*** SOURCE EXTRACT Section Begins ***

Society of Teachers of Family Medicine

Ramifications of the Budget Control Act of 2011

The Budget Control Act of 2011 was passed by Congress and signed into law by President Obama on August 2, 2011. Below are highlights of how the Act affects family medicine education.

Appropriations

  • For FY 2012, we are unsure what the funding levels for programs like Title VII will be. Due to a provision on the compromise bill that paid for the Pell Grant shortfall, appropriators now only have to find $2 billion instead of $11 billion, which could help funding levels for HHS programs like Title VII. The Appropriations bill remains in committee, but early allocations called for a 11.5% ($18 billion) cut than FY 2011 (which included the $11 billion for Pell Grants that is now mostly paid for). Overall though, early indications are that Title VII and other programs will not face severe cuts and should fare all right compared to other programs.
  • In the long term, cuts to non-security discretionary funding, through recommendations of the 12-member super committee, could have a severe effect on Labor- HHS Education Appropriations funding, which includes programs such as Title VII and the National Health Service Corp, and agencies like Agency for Healthcare Research and Quality, National Institutes of Health and the Centers for Disease Control and Prevention.

*** SOURCE EXTRACT Section Ends ***
*** DATA EXCERPTS Section Begins ***

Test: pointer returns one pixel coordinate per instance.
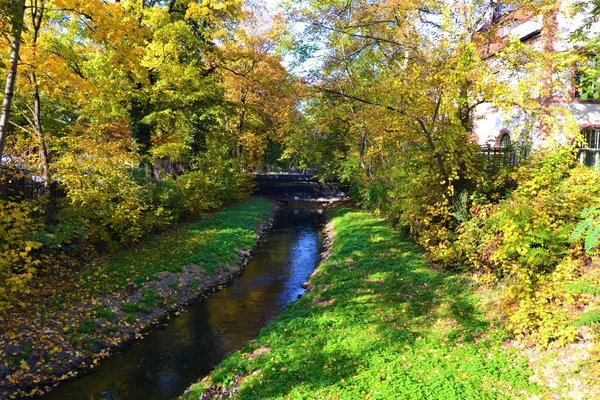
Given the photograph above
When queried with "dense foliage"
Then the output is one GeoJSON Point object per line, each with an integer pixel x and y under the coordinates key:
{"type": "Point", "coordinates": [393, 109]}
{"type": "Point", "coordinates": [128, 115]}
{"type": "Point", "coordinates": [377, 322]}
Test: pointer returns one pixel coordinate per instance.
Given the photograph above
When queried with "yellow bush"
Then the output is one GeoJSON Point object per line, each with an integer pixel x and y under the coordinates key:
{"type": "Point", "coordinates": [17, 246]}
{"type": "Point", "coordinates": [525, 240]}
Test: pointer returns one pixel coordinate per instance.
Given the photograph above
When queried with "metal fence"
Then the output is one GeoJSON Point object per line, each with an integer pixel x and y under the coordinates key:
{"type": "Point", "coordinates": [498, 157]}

*** DATA EXCERPTS Section Ends ***
*** DATA EXCERPTS Section Begins ***

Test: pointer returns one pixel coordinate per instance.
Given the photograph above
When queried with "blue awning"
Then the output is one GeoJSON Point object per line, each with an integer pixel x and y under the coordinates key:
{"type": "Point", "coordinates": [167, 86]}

*** DATA EXCERPTS Section Ends ***
*** DATA EXCERPTS Section Begins ***

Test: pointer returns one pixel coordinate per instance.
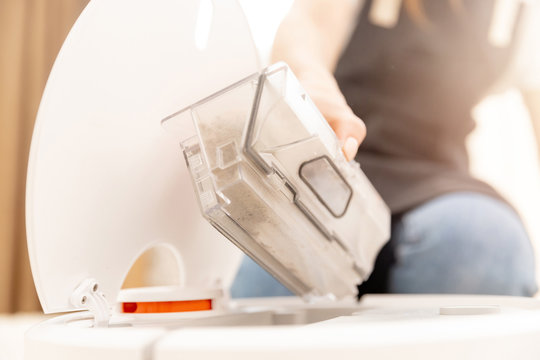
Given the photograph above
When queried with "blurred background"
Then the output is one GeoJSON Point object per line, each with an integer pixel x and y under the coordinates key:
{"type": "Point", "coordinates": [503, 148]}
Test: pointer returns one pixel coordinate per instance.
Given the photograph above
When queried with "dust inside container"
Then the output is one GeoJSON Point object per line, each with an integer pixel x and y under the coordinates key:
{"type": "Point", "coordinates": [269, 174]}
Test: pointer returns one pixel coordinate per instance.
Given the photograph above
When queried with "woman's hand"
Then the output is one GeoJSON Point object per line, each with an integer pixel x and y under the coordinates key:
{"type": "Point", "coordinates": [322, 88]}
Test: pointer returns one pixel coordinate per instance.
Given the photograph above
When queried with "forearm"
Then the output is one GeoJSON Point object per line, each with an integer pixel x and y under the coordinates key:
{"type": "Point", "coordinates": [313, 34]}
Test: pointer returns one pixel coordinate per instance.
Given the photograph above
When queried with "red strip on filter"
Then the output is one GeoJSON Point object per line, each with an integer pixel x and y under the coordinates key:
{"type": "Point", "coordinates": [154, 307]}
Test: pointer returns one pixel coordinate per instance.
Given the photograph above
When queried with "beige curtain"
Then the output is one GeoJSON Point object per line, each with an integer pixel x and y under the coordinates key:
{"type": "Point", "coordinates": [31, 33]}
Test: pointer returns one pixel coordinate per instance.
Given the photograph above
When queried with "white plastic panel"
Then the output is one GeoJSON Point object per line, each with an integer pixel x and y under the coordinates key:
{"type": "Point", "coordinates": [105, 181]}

*** DATA EXCERPTS Section Ends ***

EXERCISE INSTRUCTIONS:
(1) In the Budget Control Act summary, why might FY 2012 funding for HHS programs like Title VII be helped? Answer in one to three sentences.
(2) Continue the Budget Control Act summary from its final bullet on long-term cuts to non-security discretionary funding.

EXPECTED RESULTS:
(1) A provision in the compromise bill paid for the Pell Grant shortfall. Because of it, appropriators now have to find only $2 billion instead of $11 billion, and that could help funding levels for HHS programs like Title VII.

(2)
  • For the next ten years, the super committee is charged with finding more cuts to equal at least $1.2 trillion, meaning agencies like Health and Human Services and Health Resources and Services Administration, and programs like Title VII and the National Health Service Corp could face cuts.
  • Newer sources of funding, such as the Preventative Health Trust fund (created by the Affordable Care Act), that have been used to supplement funding for programs like Title VII are a possible target for funding cuts or elimination.

Medicare Graduate Medical Education

  • No immediate cuts to GME for FY 2012
  • Medicare/GME are on the table for severe cuts by the 12-member super committee. Multiple commissions and advisory bodies, like the Simpson Bowles commission and GAO, have recommended Medicare GME as a source of savings in deficit reduction. Indications are that as much as $6 billion could be cut annually.
  • If the super committee does not come to an agreement, Medicare providers are eligible for automatic across-the-board cuts, as are other discretionary domestic programs and defense spending.